**YOUR ASSIGNMENT:**
Word for word, please restate the line containing "of the asphalt" and all the lines that follow it to the end of the data.

**Referring expression data:**
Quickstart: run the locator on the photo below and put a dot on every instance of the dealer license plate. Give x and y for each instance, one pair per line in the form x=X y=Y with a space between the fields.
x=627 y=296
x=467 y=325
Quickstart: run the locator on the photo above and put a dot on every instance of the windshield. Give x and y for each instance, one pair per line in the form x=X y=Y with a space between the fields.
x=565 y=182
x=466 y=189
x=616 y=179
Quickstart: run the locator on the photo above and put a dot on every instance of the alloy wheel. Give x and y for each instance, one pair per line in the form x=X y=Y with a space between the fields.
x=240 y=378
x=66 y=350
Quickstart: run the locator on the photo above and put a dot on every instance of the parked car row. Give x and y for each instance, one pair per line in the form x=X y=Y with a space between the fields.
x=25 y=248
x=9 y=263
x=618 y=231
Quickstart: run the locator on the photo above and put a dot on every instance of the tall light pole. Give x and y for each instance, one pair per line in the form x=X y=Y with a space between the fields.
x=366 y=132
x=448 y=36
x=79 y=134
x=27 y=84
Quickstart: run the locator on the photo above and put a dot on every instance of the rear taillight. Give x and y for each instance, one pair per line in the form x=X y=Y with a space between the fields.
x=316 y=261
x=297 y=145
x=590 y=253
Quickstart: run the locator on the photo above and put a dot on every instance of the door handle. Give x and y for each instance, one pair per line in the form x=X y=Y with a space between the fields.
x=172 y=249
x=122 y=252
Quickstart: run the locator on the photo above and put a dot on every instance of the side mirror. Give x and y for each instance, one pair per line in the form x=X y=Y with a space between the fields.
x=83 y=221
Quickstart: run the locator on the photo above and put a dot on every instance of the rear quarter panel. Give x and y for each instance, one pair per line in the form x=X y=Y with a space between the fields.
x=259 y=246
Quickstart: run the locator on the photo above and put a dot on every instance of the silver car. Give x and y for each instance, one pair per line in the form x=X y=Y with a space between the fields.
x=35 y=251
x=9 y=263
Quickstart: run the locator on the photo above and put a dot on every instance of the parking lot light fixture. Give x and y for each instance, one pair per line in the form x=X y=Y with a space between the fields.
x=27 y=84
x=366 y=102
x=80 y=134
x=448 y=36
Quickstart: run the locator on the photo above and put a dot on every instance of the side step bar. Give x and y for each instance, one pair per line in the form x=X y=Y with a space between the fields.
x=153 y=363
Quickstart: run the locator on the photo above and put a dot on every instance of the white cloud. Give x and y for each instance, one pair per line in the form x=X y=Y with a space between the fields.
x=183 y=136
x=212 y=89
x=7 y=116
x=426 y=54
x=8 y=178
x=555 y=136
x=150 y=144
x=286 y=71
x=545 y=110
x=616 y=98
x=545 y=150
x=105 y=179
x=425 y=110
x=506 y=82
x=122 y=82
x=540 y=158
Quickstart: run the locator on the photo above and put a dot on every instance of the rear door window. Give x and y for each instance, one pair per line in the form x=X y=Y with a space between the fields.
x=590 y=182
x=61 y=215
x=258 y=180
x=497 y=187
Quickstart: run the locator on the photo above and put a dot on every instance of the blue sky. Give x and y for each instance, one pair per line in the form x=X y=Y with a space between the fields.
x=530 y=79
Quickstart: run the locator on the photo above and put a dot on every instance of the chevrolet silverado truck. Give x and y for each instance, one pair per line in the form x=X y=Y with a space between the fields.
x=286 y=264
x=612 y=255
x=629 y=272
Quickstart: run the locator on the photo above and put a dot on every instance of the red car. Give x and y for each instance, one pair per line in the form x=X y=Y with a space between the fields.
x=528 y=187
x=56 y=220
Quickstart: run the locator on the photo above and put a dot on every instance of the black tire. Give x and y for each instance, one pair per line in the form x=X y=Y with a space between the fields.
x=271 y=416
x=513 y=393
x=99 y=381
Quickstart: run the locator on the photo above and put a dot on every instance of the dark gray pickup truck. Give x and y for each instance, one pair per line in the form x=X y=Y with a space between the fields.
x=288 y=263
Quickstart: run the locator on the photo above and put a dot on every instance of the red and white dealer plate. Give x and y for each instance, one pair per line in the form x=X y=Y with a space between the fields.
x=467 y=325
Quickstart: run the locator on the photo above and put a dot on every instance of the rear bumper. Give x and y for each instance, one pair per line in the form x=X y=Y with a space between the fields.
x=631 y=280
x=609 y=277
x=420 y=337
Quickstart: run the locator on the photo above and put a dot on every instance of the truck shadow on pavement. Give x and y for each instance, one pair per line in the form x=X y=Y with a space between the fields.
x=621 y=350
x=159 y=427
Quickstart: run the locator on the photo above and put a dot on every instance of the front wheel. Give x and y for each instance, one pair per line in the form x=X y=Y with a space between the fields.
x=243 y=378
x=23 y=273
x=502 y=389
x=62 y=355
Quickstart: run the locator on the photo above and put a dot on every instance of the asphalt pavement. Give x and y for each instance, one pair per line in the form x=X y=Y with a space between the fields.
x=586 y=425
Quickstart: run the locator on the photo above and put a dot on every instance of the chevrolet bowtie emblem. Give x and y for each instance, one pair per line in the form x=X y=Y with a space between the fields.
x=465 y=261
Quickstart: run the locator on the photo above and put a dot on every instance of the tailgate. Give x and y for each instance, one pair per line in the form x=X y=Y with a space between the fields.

**RESPONSE AREA:**
Quickstart: run the locator on the photo above and put a dot on every instance of the asphalt pavement. Give x and y for each instance, one pair per line in the form x=X y=Y with a space between the fields.
x=586 y=425
Quickstart: run the locator on the photo above and put a dot on every instance of the chevrolet bowtie emblem. Give x and y for each instance, one pair per line in the form x=X y=Y with a space between the fields.
x=465 y=261
Quickstart: run the locator on the photo above and put a dot on every instance of the tailgate. Give x and y for each instance, one pair per line in the form x=X y=Y with a space between the fields.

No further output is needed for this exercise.